[Entries from a pointing dataset]
※

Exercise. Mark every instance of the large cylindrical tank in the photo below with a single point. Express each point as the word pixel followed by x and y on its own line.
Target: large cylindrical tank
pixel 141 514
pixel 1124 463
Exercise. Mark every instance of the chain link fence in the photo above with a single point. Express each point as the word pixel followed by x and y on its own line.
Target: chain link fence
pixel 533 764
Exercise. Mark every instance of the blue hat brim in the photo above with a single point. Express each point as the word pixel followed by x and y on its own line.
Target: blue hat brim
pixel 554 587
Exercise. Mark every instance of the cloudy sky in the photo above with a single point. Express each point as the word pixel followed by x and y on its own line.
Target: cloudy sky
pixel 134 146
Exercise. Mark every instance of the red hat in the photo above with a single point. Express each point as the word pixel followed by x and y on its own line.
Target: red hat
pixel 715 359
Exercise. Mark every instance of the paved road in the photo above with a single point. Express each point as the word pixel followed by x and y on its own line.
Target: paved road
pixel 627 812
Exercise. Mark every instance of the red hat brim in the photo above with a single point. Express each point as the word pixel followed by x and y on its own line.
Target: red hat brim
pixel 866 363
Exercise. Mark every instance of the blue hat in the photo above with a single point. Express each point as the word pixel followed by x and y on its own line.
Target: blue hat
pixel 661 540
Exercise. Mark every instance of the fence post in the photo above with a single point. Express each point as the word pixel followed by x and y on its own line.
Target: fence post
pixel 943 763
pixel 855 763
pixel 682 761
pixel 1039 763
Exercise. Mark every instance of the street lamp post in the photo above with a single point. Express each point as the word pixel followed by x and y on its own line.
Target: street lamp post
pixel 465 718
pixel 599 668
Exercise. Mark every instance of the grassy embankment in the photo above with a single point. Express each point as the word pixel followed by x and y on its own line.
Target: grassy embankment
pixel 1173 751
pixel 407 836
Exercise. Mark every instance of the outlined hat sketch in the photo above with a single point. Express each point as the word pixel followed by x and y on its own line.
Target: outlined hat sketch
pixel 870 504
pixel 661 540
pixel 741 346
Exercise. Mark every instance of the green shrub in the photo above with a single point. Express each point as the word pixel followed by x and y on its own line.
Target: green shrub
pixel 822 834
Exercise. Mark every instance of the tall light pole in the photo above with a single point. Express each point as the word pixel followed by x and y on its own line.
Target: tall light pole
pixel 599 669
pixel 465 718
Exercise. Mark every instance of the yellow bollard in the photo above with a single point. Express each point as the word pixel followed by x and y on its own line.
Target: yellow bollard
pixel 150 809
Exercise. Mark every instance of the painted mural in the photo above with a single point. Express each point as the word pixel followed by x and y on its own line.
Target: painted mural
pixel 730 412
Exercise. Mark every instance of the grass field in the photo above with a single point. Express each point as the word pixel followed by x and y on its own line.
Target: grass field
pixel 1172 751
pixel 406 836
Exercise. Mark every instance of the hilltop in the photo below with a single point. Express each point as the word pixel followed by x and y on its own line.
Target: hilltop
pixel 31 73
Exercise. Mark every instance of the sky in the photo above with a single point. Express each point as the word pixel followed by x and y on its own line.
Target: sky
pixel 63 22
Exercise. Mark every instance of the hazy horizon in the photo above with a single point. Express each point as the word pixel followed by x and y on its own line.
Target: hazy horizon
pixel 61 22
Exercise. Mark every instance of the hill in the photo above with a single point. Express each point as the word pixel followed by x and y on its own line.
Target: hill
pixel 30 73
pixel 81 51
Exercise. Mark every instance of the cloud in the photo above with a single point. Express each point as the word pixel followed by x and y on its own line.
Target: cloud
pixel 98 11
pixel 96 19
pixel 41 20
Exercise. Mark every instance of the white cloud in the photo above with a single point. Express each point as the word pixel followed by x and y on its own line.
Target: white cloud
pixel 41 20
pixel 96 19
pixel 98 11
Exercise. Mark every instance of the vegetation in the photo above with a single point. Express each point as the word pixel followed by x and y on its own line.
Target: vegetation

※

Can you echo each of the lines in the records above word for word?

Exercise. Mark every instance of the large cylindrical tank in the photo below with a single point. Express each point as the word pixel followed by x and y on its own line.
Target: large cylindrical tank
pixel 141 514
pixel 1124 463
Exercise. Mark every instance of the chain link fence in the photo above with a single point. Express each point as the word pixel followed by x and y on its own line.
Target: chain link fence
pixel 533 764
Exercise. Mark every instance of the blue hat brim in the photo above with a single point. Express each point as the word pixel followed by x and y on its own line.
Target: blue hat brim
pixel 554 587
Exercise. Mark every instance of the cloudy sky in the photo above with a single point. Express each point as the word pixel followed by x and y on its own line.
Target: cloudy sky
pixel 134 146
Exercise. Mark every instance of the red hat in the photo above with a single point. Express each point as the word pixel followed by x and y on its own line.
Target: red hat
pixel 715 359
Exercise. Mark every instance of the paved road in the photo above with a single point. Express each point as the word pixel followed by x and y on its own line.
Target: paved road
pixel 627 812
Exercise. Mark every instance of the red hat brim in the photo above with a single point. Express each point as the word pixel followed by x and y on its own line.
Target: red hat brim
pixel 866 363
Exercise. Mark every instance of the blue hat in the photo above with a single point. Express each point as the word pixel followed by x and y on its own line.
Target: blue hat
pixel 661 540
Exercise. Mark every instance of the fence post in the photo above with a single point. Express each point as the word pixel followed by x and y on its own line.
Target: fence post
pixel 943 763
pixel 855 763
pixel 682 761
pixel 1039 763
Exercise. Mark every instance of the street lamp post in the photo above with a single point. Express each point as the word pixel followed by x and y on its own line.
Target: street lamp post
pixel 465 718
pixel 599 668
Exercise. Mark every instance of the grassy embankment in the photo above with a single point. Express each point as the word pixel followed by x and y on its own line.
Target: grassy embankment
pixel 1173 751
pixel 407 836
Exercise. Mark every instance of the outlined hat sketch in the photo above with a single point. Express each point as the word pixel followed by x and y on its own line.
Target: outlined hat sketch
pixel 870 504
pixel 661 540
pixel 741 346
Exercise. Mark every instance of the green shrub in the photo above with a single point. Express each point as the word pixel followed by x and y on its own line.
Target: green shrub
pixel 822 834
Exercise. Mark every instance of the tall light pole in the photo above with a single point. Express each point as the word pixel followed by x and y on its own line.
Target: tall light pole
pixel 599 669
pixel 465 718
Exercise. Mark every instance of the yellow bollard in the photo above with a single point. Express each point as the word pixel followed by x and y on its own line.
Target: yellow bollard
pixel 150 809
Exercise. Mark every instance of the painted mural in the photo above with a single point. Express each point as the word pixel followed by x and y on its own line.
Target: painted mural
pixel 730 412
Exercise. Mark every instance of the grass field in the photo above with a single point. Express each point as the word pixel followed by x and y on its own line.
Target: grass field
pixel 1172 751
pixel 406 836
Exercise. Mark every instance of the hilltop in the photo below with a single point. Express each point as the word pixel followed by x and y on its own line.
Target: hilltop
pixel 31 73
Exercise. Mark every instance of the sky in the photo above with a single point. Express each point as the word pixel followed by x and y on its own line.
Target: sky
pixel 63 22
Exercise. Mark every instance of the hazy horizon in the photo above with a single point. Express each point as the word pixel followed by x and y on its own line.
Target: hazy horizon
pixel 61 22
Exercise. Mark every instance of the hill in the photo above with a single point. Express each point as the word pixel followed by x and y on its own line.
Target: hill
pixel 30 73
pixel 81 51
Exercise. Mark every instance of the cloud in the photo above with a single point. Express each point as the word pixel followed by x and y on its own line.
Target: cloud
pixel 98 11
pixel 96 19
pixel 41 20
Exercise. Mark every instance of the white cloud in the photo above with a single point. Express each point as the word pixel followed by x and y on its own line.
Target: white cloud
pixel 41 20
pixel 96 19
pixel 98 11
Exercise. Mark every instance of the vegetation in the photo above with a single point. Express each point as the word pixel followed by x and y on its own line.
Target: vegetation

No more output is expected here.